Perspectives on Financial Wellbeing — Inspired by the 2018 Financial Experience Design Conference

Amy Heymans
MadPow
Published in
8 min readNov 5, 2018

The financial experience design conference attracts leaders from financial services organizations like TIAA, Vanguard, Fidelity, Prudential USAA, Sallie Mae, Bank of America and growing early stage companies like Ellevest, Ally Bank, and Lending Club, and NonProfits like FinHive, Commonwealth, and CFSI who have responsibility for the Experience, Design, Product, and Innovation groups at their organizations. The focus of the conference is designing to improve financial experiences and financial wellbeing.

Exploring Financial Wellbeing With Design and Innovation Leaders

The conference kicked off with forum where leaders could gather to discuss hot topics and at the top of the list was financial wellbeing. Amy Bucher, Ph.D. Organizational Psychology and Behavior Change Strategy Director for Mad*Pow presented how we might leverage Motivational Psychology to improve the financial literacy and health of the people we serve. She recommended starting with research, “People are complex, so we need to develop a deep understanding of what is important to them, their attitudes, and their behaviors.” She then advocated for leveraging known models for understanding constraints and designing interventions to overcome them, yielding engagement and outcomes. She introduced COM B model which contends that people will not exhibit the behaviors we are hoping for unless they have the Capability, Opportunity, and Motivation to do it. This model helps us to identify obstacles, opportunities, and ingredients that need to be considered when designing an effective intervention.

### Material
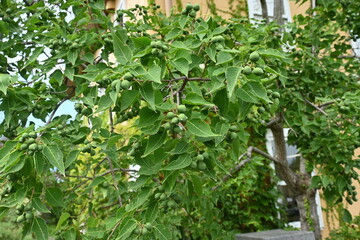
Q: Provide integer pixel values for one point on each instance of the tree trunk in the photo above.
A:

### Required work
(a) In the financial wellbeing conference piece, name the groups that the attending leaders oversee at their organizations.
(b) Pick up the financial wellbeing conference piece right after its last sentence and carry it forward.

### Written responses
(a) Experience, Design, Product, and Innovation

(b)
Following her presentation, the audience separated into small groups and dove into the first discussion prompt:

“Are financial services companies responsible for helping to improve the financial literacy and financial wellbeing of their customers?”

No. There are a whole lot of hurdles to overcome that make the whole thing too complicated.

There was initial general agreement amongst many in my group that it is not the responsibility of financial services companies to help people understand their financial standing or achieve financial wellbeing.

The biggest concerns that lead to the “No” answer were the level of literacy people have, their level of engagement, treading the line of not providing specific financial advice, and fighting the culture of instant gratification vs. long term planning. One leader pointed out that there is a spectrum of investment literacy from those who are just getting started to those who have become very savvy. There is a gap in engagement as well. “People set it and forget it. They tend to engage early when they enter the job market and are eligible for a 401k and then they disengage, only to reengage 40 years later as they prepare for retirement.” He also added, “It may be too late to introduce people to personal finance by the time they get to us. If they’ve had no exposure, it’s difficult to expect a financial services organization to help them to answer those questions.”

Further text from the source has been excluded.